Could you return every line of the material that contains the word "like"?

Recorded data:
+ + + + +

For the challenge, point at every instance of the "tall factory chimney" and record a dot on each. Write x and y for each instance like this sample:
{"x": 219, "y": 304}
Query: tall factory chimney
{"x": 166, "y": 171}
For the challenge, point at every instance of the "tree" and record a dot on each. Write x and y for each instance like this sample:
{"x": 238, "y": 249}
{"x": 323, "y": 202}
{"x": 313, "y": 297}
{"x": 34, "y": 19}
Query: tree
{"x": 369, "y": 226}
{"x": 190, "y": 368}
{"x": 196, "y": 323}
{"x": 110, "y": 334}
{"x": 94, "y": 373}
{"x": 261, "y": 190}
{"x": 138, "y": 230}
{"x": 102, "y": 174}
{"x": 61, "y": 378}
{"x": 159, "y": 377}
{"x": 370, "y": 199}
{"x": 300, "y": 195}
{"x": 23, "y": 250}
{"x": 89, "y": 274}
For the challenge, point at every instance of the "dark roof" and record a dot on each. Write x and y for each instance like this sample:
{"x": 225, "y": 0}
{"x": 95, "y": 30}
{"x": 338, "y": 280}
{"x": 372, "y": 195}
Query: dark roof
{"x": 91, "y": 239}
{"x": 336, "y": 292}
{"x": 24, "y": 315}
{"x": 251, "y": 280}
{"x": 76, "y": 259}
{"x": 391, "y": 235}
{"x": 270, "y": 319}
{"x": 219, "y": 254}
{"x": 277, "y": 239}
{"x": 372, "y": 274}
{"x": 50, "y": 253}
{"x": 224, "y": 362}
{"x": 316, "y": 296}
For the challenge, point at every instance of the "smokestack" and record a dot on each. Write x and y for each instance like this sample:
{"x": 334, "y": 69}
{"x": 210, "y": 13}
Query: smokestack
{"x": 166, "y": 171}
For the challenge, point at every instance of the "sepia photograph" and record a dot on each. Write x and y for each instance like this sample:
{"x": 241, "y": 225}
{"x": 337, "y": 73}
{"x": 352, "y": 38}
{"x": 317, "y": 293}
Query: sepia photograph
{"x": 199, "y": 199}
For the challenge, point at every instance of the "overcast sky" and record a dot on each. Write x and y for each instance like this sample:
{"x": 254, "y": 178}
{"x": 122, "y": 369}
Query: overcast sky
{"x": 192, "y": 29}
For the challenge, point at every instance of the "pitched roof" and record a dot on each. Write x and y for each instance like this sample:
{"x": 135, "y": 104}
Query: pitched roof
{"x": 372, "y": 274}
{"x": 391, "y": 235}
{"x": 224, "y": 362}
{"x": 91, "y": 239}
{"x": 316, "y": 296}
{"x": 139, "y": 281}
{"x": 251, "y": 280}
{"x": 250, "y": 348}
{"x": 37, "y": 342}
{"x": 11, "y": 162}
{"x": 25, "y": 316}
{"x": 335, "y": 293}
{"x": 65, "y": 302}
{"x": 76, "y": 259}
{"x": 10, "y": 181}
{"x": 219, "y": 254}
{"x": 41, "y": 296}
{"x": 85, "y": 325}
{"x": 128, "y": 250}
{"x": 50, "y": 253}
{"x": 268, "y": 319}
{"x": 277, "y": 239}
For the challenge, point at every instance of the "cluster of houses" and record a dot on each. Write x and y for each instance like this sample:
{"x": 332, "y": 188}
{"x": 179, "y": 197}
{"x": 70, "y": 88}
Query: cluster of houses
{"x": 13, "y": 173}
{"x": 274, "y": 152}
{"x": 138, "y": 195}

+ + + + +

Result for this exercise:
For the challenge, point at every instance of the "tall factory chimney" and record a dot on each. Write x and y for each instance like this sample:
For the challenge, point at every instance of the "tree" and record a dot on each. Write x and y for each instance like this sample:
For the challenge, point at every instance of the "dark roof" and record a dot on each. Write x and y for each instance like this sample:
For the challenge, point at every instance of the "smokestack" and record a dot on each. Write x and y for each instance like this sample:
For the challenge, point at every instance of the "sepia photograph" and record a dot on each. Write x and y for each instance like this sample:
For the challenge, point at every instance of the "overcast sky" and record a dot on each. Write x and y for each instance like this sample:
For the challenge, point at every instance of the "pitched roof" and record a dot on each. Write x and y for each instance like this sample:
For the challenge, point at every instance of the "cluster of houses" and record a dot on each. Write x and y for each instance like this sample:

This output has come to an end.